-- begin Task inputs --
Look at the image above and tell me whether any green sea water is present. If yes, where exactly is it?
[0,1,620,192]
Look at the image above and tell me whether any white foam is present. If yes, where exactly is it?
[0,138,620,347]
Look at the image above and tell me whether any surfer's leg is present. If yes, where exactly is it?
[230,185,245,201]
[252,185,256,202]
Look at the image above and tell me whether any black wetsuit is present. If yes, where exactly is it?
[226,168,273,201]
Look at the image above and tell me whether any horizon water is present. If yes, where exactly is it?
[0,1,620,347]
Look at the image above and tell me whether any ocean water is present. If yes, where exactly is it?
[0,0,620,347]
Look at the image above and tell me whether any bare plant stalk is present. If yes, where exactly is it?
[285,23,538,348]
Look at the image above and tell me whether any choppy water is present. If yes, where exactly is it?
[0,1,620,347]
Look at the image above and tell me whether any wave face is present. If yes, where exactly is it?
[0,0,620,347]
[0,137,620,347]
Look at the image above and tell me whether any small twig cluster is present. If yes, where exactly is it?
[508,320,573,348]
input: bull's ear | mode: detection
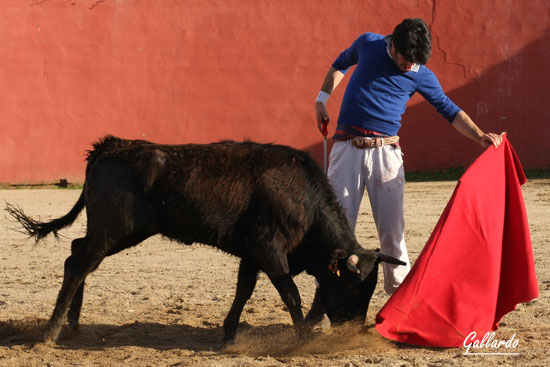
[378,253,407,265]
[330,249,348,260]
[346,255,361,274]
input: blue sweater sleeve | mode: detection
[332,33,383,74]
[418,67,461,123]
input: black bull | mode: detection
[7,136,404,342]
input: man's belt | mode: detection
[351,136,399,149]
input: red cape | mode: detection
[376,136,538,347]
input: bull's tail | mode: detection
[6,190,85,242]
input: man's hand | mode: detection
[453,111,502,148]
[479,133,502,148]
[315,102,330,135]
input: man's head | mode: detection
[392,18,432,71]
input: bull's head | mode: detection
[318,250,406,324]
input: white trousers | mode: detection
[328,140,411,294]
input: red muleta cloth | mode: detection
[376,136,538,347]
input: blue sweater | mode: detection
[332,33,460,140]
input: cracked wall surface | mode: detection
[0,0,550,182]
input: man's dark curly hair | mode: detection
[392,18,432,65]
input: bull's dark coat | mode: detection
[8,136,406,341]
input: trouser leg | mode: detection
[327,141,365,231]
[365,146,410,294]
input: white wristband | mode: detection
[315,91,330,105]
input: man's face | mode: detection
[390,43,416,72]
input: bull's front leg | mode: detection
[223,259,258,343]
[268,274,304,331]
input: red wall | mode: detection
[0,0,550,182]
-- end Task inputs --
The task: Rescale the rows from the line with "input: man's head | mode: detection" through the end of the rows. Write those lines out again with their requests, multiplying every bounding-box coordinate by 1.15 and rounding to whole numbers, with halves rounded up.

Answer:
input: man's head | mode: detection
[451,21,497,82]
input: bull's head | mode: detection
[366,288,467,373]
input: white trousers | mode: detection
[377,161,473,338]
input: red muleta cloth | mode: detection
[432,156,619,399]
input: blue sweater | mode: detection
[382,38,529,161]
input: cracked wall surface | mode: detection
[0,0,633,209]
input: man's dark curly hair | mode: detection
[451,21,497,75]
input: bull's dark coat | mode: detection
[9,156,467,392]
input: trouser leg | mode: detection
[376,162,420,266]
[420,168,472,338]
input: white wristband | mode: detection
[362,105,380,121]
input: man's face | mode: detection
[449,49,478,83]
input: bull's front leg | mode: detection
[256,298,297,394]
[308,315,350,381]
input: red wall | mode: detection
[0,0,633,209]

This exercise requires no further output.